Written instruction a >> Express every line of the entries below as a JSON list of strings, one string per line, leaving out blank lines.

Sunday, 20 March 2016

Another Trove of Sea Monsters

     When I originally decided to use the Australian National Library's Trove of digitalised newspapers to locate the original citation of old "sea serpent" reports, I didn't realise it was going to be almost open ended. Dr Heuvelmans quoted a number of cases from secondary sources. Some of these were mere summaries, but others appear to be more or less verbatim copies of the originals. However, these, as far as I can determine, were the original reports. So here goes.

Mid-Atlantic, 1877. Although the sighting by the crew of the Sacramento took place in the mid-Atlantic, it was not reported for another three months, when the ship reached port in Melbourne. It seems to have been reported in most of the major Australian newspapers, with varying degrees of accuracy and detail, but the earliest and best appears to have been in The Age (Melbourne), Monday 22 October 1877, on page 2.
     The great sea snake has again turned up, having been seen quite distinctly by the captain of the ship Sacramento, which arrived on Saturday from New York. The following is the extract concerning the sea monster from Captain Nelson's log-book:- 30 July, in 31.59 north and 37 west. Was called on deck by the man at the wheel, who stated that a great snake was passing a short distance from the vessel. On reaching the deck the monster was plainly visible, moving steadily through the water, propelling itself by two large flappers or fins, situated a short distance behind the head. It was about forty feet [12.2 m] long and the girth of a beef barrel, the color being yellow. The man at the wheel states that he distinctly saw the eyes of the animal when he first called the captain, who says that he did not hurry up when he was called, as he did not believe in the existence of such a creature; but when he did get on deck, he saw it clearly enough to be certain it was a living animal.

Written instruction b >> In the sea monster text, which newspaper carried the earliest and best report of the Sacramento sighting?

Provided data >>
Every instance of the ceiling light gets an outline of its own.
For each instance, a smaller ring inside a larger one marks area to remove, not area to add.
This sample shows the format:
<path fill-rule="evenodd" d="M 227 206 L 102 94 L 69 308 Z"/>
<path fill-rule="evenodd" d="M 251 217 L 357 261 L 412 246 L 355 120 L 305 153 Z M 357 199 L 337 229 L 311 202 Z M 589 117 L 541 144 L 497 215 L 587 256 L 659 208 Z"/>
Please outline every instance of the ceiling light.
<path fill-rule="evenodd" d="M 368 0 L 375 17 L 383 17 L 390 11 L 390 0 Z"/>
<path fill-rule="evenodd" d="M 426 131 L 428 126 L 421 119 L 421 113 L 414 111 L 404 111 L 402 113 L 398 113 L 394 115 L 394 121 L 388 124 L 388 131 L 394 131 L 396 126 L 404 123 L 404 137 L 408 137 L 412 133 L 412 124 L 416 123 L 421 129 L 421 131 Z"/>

Output a >>
[
  "Every instance of the ceiling light gets an outline of its own.",
  "For each instance, a smaller ring inside a larger one marks area to remove, not area to add.",
  "This sample shows the format:",
  "<path fill-rule=\"evenodd\" d=\"M 227 206 L 102 94 L 69 308 Z\"/>",
  "<path fill-rule=\"evenodd\" d=\"M 251 217 L 357 261 L 412 246 L 355 120 L 305 153 Z M 357 199 L 337 229 L 311 202 Z M 589 117 L 541 144 L 497 215 L 587 256 L 659 208 Z\"/>",
  "Please outline every instance of the ceiling light.",
  "<path fill-rule=\"evenodd\" d=\"M 368 0 L 375 17 L 383 17 L 390 11 L 390 0 Z\"/>",
  "<path fill-rule=\"evenodd\" d=\"M 426 131 L 428 126 L 421 119 L 421 113 L 414 111 L 404 111 L 402 113 L 398 113 L 394 115 L 394 121 L 388 124 L 388 131 L 394 131 L 396 126 L 404 123 L 404 137 L 408 137 L 412 133 L 412 124 L 416 123 L 421 129 L 421 131 Z\"/>"
]

Output b >> The Age (Melbourne).